Text shown:
┌──
Jenny Naomi Kleeman is a British journalist, author and broadcaster.  She has reported for Channel 4's foreign affairs series Unreported World and BBC One's Panorama, and was a launch presenter on Times Radio. She regularly writes for The Guardian and The Sunday Times Magazine.

Education
Kleeman was educated at Westminster School, a boarding and day independent school in Central London, followed by Queens' College, Cambridge, where she was awarded a double-first Bachelor of Arts in Social and Political Sciences, on 29 June 2001.

Life and career
Kleeman began working at The Guardian newspaper after a few weeks' work experience. She has reported for HBO's Vice News Tonight, Channel 4's Dispatches, The One Show on BBC One among others, as well as making 13 films for Unreported World. She was nominated for the Amnesty International Gaby Rado memorial award for her work on Unreported World.

She has said that she admires the documentaries of Nick Broomfield, Jon Ronson, Charlie Brooker and Paul Foot.

Since June 2015, Kleeman has contributed short documentaries to The Guardian'''s video output. Her projects so far have included work on revenge porn, indigenous communities, sex robots, and British children born with HIV/AIDS.
└──
Exercise requirements:
A. In two sentences, how would you summarize the profile of Jenny Kleeman?
B. Write the next part of the Jenny Kleeman profile, starting after its last sentence.
These lines come from a separate source.

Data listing
┌──
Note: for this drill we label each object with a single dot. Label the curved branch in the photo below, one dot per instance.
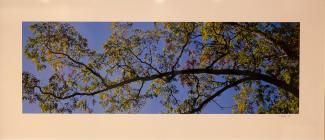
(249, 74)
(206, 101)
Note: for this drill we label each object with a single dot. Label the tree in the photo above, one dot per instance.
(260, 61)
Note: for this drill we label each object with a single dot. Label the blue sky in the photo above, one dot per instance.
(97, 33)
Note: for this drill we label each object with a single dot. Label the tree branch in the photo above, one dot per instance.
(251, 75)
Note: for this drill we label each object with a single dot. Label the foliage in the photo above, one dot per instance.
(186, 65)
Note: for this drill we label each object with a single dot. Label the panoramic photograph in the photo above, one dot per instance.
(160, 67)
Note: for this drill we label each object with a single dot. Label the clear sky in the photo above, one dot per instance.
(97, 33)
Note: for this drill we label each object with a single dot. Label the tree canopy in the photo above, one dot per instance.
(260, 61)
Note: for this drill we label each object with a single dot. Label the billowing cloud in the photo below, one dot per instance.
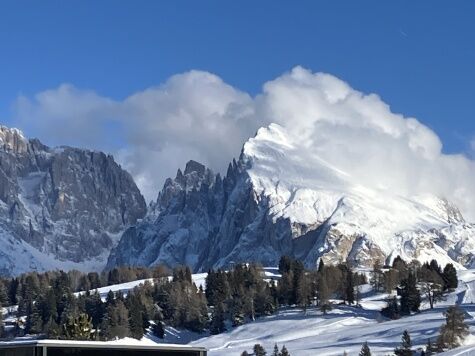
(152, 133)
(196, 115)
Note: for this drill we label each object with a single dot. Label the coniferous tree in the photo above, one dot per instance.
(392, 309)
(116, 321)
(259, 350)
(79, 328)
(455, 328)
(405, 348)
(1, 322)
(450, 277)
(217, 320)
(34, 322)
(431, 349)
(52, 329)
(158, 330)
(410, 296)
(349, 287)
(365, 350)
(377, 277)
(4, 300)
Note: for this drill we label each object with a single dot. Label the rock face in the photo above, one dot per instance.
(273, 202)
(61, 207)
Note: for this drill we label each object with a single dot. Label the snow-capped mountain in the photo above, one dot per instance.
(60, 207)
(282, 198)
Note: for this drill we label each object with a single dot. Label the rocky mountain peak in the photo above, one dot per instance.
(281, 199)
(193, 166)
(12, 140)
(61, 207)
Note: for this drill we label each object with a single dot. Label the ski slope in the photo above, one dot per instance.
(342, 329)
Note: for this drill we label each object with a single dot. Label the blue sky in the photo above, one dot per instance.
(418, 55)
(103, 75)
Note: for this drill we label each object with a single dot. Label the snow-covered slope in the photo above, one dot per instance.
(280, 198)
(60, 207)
└──
┌──
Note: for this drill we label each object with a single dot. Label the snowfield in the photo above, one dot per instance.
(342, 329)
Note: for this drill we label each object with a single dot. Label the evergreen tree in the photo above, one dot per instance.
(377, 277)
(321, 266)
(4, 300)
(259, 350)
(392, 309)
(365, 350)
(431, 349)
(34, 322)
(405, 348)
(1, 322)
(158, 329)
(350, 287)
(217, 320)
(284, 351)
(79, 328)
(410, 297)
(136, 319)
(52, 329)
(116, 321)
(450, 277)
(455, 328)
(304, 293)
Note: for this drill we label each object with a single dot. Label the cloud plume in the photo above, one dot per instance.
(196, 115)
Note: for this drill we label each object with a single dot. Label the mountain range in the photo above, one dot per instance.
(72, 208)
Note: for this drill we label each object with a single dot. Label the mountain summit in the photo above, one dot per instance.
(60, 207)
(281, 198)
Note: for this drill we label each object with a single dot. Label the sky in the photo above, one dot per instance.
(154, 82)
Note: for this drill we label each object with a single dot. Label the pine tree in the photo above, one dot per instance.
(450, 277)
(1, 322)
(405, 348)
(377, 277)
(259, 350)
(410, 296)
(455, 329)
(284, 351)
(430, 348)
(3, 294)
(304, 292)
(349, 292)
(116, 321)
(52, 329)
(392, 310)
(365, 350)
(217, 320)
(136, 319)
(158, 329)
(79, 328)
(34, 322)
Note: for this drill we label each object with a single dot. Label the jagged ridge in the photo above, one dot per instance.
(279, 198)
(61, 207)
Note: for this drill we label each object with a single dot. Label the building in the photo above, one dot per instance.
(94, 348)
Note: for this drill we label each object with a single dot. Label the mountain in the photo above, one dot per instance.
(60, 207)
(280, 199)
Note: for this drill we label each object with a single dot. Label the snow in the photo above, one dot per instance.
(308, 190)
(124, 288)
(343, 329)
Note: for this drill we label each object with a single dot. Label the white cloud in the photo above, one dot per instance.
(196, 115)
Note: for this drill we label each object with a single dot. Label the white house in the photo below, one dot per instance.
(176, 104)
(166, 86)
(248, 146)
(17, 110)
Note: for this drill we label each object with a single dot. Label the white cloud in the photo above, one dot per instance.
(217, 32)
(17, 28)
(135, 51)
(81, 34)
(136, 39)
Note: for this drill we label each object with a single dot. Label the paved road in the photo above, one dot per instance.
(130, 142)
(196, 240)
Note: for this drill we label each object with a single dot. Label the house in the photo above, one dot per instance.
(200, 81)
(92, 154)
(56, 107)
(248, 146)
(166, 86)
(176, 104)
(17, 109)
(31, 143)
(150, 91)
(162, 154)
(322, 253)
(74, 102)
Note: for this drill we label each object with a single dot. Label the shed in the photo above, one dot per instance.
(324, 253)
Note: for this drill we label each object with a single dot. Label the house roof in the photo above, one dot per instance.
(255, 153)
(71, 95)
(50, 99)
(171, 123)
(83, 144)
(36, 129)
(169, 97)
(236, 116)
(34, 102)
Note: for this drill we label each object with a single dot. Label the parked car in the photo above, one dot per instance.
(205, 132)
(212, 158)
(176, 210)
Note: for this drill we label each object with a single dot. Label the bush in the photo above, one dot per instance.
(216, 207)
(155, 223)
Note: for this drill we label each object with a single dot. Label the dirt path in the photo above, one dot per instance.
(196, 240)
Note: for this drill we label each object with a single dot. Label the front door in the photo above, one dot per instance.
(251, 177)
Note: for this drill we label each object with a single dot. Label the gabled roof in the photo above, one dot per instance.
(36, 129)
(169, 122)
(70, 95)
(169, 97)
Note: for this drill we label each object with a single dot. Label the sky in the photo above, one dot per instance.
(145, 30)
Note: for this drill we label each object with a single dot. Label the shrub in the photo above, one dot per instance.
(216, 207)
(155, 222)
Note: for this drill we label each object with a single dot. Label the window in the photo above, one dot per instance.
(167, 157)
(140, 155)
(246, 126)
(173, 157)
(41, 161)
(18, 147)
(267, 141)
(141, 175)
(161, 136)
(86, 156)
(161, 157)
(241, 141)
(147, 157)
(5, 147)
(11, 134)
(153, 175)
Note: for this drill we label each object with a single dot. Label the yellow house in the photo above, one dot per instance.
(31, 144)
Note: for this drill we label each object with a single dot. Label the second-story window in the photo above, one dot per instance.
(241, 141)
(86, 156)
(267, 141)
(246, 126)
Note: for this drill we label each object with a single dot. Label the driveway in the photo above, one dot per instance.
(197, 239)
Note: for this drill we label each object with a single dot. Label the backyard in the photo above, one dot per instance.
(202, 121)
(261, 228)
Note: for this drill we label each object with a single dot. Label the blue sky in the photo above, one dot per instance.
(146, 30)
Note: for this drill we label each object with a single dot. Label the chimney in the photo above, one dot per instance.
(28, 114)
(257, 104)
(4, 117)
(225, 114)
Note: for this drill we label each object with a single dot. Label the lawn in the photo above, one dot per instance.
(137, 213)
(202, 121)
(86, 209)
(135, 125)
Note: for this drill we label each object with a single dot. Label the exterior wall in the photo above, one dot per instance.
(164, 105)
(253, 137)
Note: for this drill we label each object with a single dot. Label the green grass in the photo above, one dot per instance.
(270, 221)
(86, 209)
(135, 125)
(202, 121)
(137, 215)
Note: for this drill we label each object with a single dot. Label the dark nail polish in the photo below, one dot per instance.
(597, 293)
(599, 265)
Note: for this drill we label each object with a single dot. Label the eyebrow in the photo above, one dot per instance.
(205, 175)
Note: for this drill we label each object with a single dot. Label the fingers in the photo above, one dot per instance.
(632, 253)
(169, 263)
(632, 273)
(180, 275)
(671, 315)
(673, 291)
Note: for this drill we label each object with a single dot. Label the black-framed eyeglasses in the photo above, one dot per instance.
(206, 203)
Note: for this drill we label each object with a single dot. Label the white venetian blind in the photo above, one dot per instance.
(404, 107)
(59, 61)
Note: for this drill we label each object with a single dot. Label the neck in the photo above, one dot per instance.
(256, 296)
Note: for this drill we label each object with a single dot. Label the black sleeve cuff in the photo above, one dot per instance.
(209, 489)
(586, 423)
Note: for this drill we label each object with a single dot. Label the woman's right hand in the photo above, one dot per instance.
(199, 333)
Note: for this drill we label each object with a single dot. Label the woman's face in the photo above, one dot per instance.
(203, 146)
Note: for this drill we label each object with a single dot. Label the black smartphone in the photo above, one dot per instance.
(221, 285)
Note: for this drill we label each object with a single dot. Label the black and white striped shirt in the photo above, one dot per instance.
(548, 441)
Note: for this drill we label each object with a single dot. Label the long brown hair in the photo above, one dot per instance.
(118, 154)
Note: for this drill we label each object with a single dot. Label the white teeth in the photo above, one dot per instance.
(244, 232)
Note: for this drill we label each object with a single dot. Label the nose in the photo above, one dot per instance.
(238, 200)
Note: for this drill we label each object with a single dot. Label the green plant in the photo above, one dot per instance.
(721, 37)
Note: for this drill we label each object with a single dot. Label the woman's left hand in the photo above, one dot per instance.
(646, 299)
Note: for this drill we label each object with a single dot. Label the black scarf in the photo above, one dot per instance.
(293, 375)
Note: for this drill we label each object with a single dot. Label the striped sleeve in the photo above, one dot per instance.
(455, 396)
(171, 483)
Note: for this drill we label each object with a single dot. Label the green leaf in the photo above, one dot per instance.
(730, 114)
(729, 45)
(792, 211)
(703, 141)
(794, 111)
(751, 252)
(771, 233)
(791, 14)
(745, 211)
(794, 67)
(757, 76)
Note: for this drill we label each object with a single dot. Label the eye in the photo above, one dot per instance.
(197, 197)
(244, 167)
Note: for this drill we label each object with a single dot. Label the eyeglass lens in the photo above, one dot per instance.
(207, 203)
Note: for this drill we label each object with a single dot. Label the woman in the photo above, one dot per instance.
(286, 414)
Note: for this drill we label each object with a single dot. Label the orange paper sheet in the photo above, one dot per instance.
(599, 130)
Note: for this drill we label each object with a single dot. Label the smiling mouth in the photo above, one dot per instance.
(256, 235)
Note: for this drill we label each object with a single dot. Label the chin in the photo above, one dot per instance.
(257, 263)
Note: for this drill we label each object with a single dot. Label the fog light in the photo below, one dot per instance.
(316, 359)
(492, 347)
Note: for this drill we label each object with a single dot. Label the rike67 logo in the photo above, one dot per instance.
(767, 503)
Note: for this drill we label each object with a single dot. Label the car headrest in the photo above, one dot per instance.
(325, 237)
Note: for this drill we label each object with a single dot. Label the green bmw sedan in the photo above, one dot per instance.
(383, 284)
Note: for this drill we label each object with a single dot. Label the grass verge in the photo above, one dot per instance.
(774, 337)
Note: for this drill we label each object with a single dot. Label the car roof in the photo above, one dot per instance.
└──
Solved tasks:
A. Jenny Kleeman is a British journalist, author and broadcaster who has reported for Unreported World and Panorama and writes for The Guardian and The Sunday Times Magazine. She studied at Westminster School and Queens' College, Cambridge, then began at The Guardian after work experience, and since June 2015 she has made short documentaries for its video output.

B.
Kleeman is a regular on Sky News' Press Preview. She co-presented the Friday to Sunday breakfast show on Times Radio which launched in June 2020, alongside Luke Jones. They left in May 2022, and were replaced by Chloe Tilley and Calum Macdonald.

Works
In 2020, Kleeman's first book, Sex Robots & Vegan Meat: Adventures at the frontier of Birth, Food, Sex, and Death'', was published.

References

External links
Official Website
Guardian Page

Alumni of Queens' College, Cambridge
British documentary filmmakers
British investigative journalists
Living people
People educated at Westminster School, London
Year of birth missing (living people)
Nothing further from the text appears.